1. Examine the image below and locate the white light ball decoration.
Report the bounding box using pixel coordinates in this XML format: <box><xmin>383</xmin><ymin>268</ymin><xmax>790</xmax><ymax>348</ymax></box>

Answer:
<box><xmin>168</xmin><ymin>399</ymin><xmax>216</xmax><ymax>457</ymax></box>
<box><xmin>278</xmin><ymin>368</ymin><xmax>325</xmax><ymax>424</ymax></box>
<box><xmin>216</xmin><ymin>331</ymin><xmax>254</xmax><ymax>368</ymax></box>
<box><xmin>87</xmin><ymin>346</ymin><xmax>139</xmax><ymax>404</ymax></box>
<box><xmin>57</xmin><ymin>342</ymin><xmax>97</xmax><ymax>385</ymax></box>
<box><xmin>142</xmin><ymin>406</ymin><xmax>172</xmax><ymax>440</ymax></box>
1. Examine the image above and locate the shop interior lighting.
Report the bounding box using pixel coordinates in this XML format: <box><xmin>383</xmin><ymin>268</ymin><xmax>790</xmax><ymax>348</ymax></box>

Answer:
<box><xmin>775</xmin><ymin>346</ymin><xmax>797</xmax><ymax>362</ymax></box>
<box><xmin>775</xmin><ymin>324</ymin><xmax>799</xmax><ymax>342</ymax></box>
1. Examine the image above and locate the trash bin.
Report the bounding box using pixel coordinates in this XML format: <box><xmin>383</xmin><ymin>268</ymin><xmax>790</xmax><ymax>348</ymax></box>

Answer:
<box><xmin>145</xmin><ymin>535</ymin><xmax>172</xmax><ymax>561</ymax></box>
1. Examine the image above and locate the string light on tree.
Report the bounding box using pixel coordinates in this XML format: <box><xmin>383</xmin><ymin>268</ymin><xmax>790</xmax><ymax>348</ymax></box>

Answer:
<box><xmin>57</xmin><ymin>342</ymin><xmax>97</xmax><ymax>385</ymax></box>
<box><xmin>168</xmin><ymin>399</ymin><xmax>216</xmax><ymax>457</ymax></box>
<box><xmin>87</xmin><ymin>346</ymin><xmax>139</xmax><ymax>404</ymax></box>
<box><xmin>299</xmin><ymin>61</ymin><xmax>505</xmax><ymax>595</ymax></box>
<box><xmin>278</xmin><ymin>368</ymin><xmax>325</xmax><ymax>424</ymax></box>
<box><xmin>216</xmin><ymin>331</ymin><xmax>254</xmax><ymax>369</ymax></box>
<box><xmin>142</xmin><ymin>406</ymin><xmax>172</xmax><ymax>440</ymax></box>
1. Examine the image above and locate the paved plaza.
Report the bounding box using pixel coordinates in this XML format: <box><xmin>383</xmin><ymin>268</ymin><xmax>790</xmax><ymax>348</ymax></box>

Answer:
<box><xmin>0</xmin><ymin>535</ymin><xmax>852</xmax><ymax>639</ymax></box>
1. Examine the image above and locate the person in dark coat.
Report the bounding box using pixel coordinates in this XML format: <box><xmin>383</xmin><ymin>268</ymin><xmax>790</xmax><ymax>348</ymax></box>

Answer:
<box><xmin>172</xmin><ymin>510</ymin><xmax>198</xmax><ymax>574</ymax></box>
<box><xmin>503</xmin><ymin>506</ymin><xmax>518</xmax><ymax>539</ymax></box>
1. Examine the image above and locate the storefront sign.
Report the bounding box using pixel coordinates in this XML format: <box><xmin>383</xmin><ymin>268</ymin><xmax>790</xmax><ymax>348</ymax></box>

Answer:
··········
Please pull out every line of the records above that contains the word "Examine", matching uppercase and lowercase exactly.

Task answer -
1. Examine the image below and locate the white light ball decoration.
1. Examine the image above and locate the shop interior lighting.
1. Examine the image above and locate the trash bin.
1. Examine the image above and locate the string light on tree.
1. Examine the image above and locate the paved plaza.
1. Examine the image above and locate the person in dark coat.
1. Examine the image above and locate the storefront sign.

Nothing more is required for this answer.